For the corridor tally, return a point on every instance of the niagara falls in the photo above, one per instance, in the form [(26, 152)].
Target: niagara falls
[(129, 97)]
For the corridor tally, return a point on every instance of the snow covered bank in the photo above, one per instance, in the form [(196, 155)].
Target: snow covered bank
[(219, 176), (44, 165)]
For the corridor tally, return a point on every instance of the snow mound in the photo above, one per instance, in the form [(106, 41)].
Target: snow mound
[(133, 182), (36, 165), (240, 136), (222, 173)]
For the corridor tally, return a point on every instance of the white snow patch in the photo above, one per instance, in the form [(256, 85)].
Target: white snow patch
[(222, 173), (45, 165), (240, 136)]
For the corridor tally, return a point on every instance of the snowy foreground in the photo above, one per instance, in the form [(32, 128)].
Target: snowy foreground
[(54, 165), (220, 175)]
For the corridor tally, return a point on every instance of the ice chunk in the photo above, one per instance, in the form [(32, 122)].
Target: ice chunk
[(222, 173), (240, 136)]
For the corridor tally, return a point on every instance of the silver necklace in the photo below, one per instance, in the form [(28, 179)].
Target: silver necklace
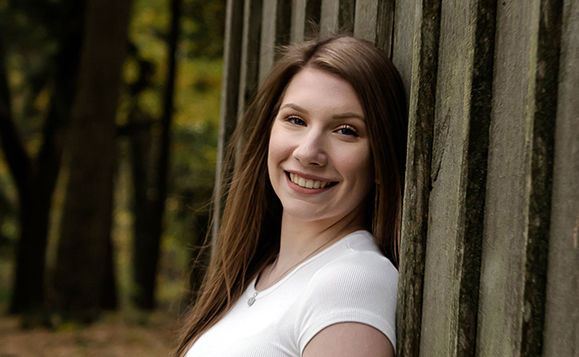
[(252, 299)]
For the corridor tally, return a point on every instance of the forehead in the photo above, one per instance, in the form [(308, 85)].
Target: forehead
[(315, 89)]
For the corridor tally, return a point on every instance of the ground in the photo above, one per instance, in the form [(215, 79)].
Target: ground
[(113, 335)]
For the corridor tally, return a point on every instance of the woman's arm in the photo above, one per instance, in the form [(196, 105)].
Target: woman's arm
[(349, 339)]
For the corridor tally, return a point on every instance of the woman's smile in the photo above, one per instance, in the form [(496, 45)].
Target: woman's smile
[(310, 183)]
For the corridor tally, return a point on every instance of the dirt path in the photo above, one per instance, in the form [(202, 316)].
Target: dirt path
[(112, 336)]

------------

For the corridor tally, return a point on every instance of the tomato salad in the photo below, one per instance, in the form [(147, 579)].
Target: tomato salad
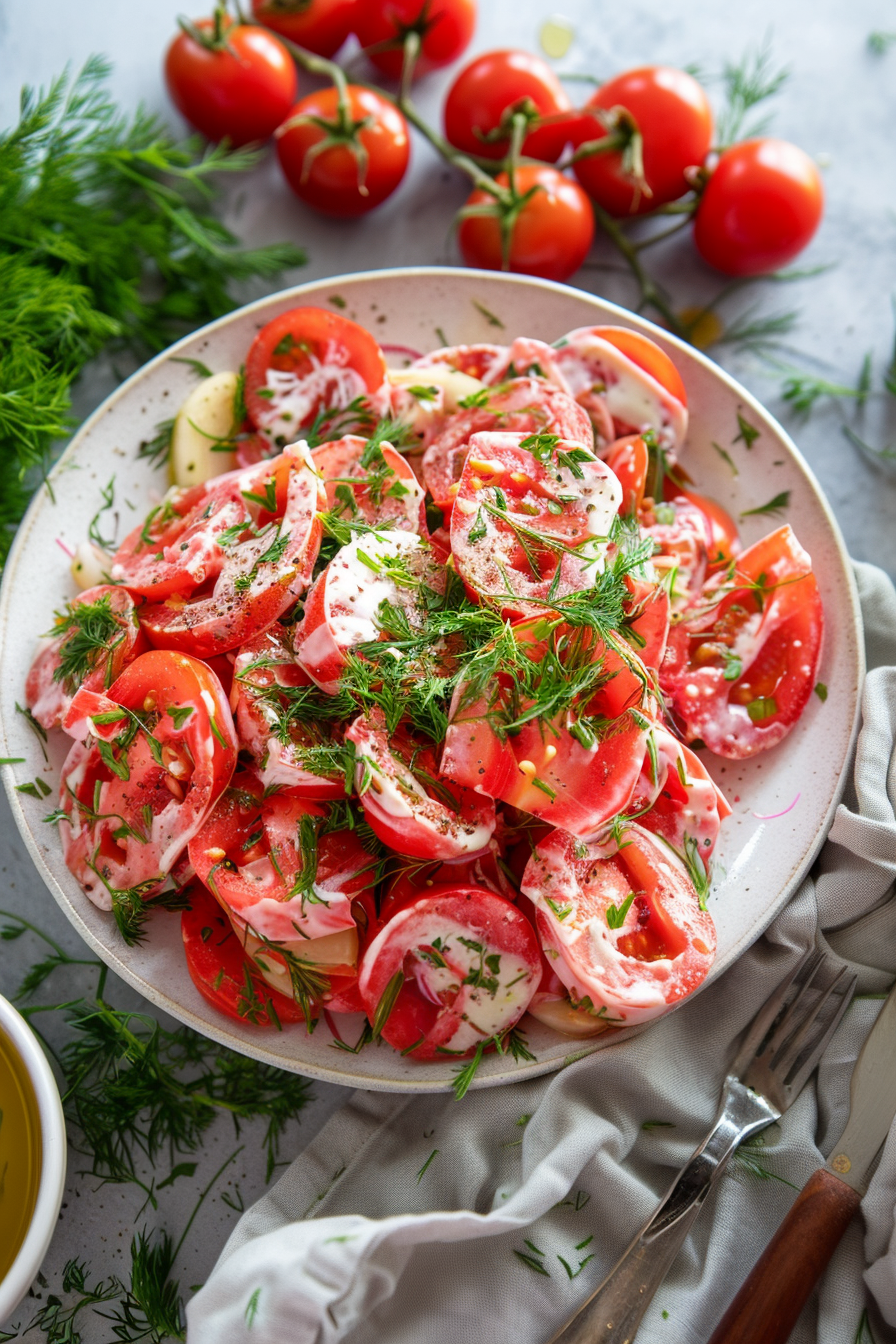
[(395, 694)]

------------

[Exercise]
Which lines of the listing above contain the string "white", matching case exactly? Pick out each such line and copy it.

[Response to this exercise]
For the corridor tally, return a point on every instance of the white snow patch in the photo above, one per instance, in the form [(256, 85)].
Target: white snow patch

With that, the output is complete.